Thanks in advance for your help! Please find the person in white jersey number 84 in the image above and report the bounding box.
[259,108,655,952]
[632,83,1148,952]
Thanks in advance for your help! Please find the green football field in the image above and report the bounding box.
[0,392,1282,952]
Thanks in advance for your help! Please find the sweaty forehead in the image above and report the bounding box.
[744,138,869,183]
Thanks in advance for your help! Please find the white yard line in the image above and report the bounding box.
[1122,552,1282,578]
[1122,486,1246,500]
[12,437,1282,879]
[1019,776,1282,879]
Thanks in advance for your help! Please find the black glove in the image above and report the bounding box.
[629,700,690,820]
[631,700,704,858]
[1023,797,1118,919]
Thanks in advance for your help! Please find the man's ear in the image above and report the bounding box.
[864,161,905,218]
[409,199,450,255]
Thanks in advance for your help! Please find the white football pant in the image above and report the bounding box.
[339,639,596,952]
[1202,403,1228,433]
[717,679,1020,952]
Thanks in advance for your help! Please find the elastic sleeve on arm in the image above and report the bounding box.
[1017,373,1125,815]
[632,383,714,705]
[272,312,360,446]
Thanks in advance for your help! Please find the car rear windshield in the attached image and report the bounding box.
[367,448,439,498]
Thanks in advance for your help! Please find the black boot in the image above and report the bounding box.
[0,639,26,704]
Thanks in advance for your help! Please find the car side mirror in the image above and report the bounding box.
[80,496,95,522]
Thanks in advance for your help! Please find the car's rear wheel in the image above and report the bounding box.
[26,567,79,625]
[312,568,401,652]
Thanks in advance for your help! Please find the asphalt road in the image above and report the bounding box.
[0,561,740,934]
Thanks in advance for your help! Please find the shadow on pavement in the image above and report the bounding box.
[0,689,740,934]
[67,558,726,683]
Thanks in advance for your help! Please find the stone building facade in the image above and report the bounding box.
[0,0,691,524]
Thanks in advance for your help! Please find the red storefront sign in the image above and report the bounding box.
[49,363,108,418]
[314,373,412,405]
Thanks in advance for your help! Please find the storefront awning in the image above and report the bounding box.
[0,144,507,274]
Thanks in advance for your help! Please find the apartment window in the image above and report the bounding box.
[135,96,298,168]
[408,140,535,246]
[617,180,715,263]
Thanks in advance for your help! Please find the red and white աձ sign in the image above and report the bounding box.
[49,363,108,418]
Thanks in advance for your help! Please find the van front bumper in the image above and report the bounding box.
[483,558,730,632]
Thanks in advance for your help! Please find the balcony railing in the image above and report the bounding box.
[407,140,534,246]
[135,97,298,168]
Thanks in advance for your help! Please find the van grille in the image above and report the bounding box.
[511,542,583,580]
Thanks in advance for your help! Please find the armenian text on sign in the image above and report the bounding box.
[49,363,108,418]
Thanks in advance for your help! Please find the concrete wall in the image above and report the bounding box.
+ + + + +
Problem requirements: Rewrite all of the entries above as a Markdown table, with a column named Row for the row number and a column named Line for the line itself. Leave out any blank lines.

Answer to this exercise:
| Row | Line |
|---|---|
| 1 | Thanks in advance for your help! Please find the person in white jersey number 84 in the image above and report the bounding box. |
| 2 | [259,108,655,952] |
| 3 | [632,83,1148,952] |
| 4 | Thanks in advance for your help! Please find the green football field in the image above and report the bounding box. |
| 5 | [0,392,1282,952] |
| 6 | Thanks in advance for your help! Please find the sweaty forehead in the image above and report the bounding box. |
| 7 | [744,138,869,183] |
| 8 | Thanks in advance for your help! Please find the white yard line in the image above and report the bounding box. |
| 9 | [1122,552,1282,578] |
| 10 | [1122,486,1246,500] |
| 11 | [12,437,1282,879] |
| 12 | [1019,776,1282,879] |
| 13 | Thanks in advance for your help! Please find the black glove in the image above and report the bounding box. |
| 14 | [629,700,690,820] |
| 15 | [631,700,704,858] |
| 16 | [1023,797,1118,919] |
| 17 | Thanks in advance for your help! Please find the man's ear in the image above and report the bounding box. |
| 18 | [864,161,905,218] |
| 19 | [409,199,450,255] |
| 20 | Thanks in advance for your help! Please find the white football pant in the image above and report the bounding box. |
| 21 | [339,639,596,952] |
| 22 | [1202,403,1228,433] |
| 23 | [717,679,1020,952] |
| 24 | Thanks in advance for your help! Please find the elastic sleeve on arm in the image above and report the bounding box. |
| 25 | [1017,373,1125,815] |
| 26 | [632,383,714,705] |
| 27 | [272,312,360,446] |
| 28 | Thanks in advance for your help! Please find the car rear windshield in the attached image and report the bounding box. |
| 29 | [367,448,439,498] |
| 30 | Thanks in advance for your help! Please find the black boot in the image above and report the bounding box. |
| 31 | [0,639,26,704] |
| 32 | Thanks in advance for your help! Please find the car side mirror in the image above and report the bounding box. |
| 33 | [80,496,95,522] |
| 34 | Thanks in advance for your help! Please find the car's rear wheel in the image above and report the bounding box. |
| 35 | [26,567,79,625] |
| 36 | [312,568,401,652] |
| 37 | Thanks in advance for your help! Please find the asphalt road in the image above and report the bounding box. |
| 38 | [0,561,740,934] |
| 39 | Thanks in advance for your help! Please find the shadow on pavement in the image above and report the bounding box. |
| 40 | [0,689,740,934] |
| 41 | [67,558,726,683] |
| 42 | Thanks in advance for your help! Please find the stone building facade in the image above and report the bounding box. |
| 43 | [0,0,691,524] |
| 44 | Thanks in advance for your help! Please find the red storefront sign in the image above and report the bounding box. |
| 45 | [49,363,108,418] |
| 46 | [314,373,412,405] |
| 47 | Thanks in advance for your help! Please find the storefront awning in the image above and report the bounding box. |
| 48 | [0,144,507,274] |
| 49 | Thanks in advance for your help! Please find the apartment window in the image above and report the bounding box. |
| 50 | [135,96,298,168] |
| 51 | [408,140,535,246] |
| 52 | [617,180,715,263] |
| 53 | Thanks in advance for your help! Please find the red and white աձ sign in the image above and report the bounding box. |
| 54 | [49,363,108,418] |
| 55 | Thanks in advance for your help! Please find the van front bumper in the image above and report the bounding box. |
| 56 | [483,558,730,632] |
| 57 | Thanks in advance for your help! Please find the balcony railing in the image above and report the bounding box. |
| 58 | [407,140,534,246] |
| 59 | [135,97,298,168] |
| 60 | Thanks in advance for your help! Please find the van grille in the image above and report the bounding box. |
| 61 | [511,542,583,580] |
| 62 | Thanks in advance for your help! Please find the armenian text on sign in the image above and report the bounding box. |
| 63 | [49,363,108,418] |
| 64 | Thanks in advance for your help! Please find the concrete wall in the image above and report the bounding box. |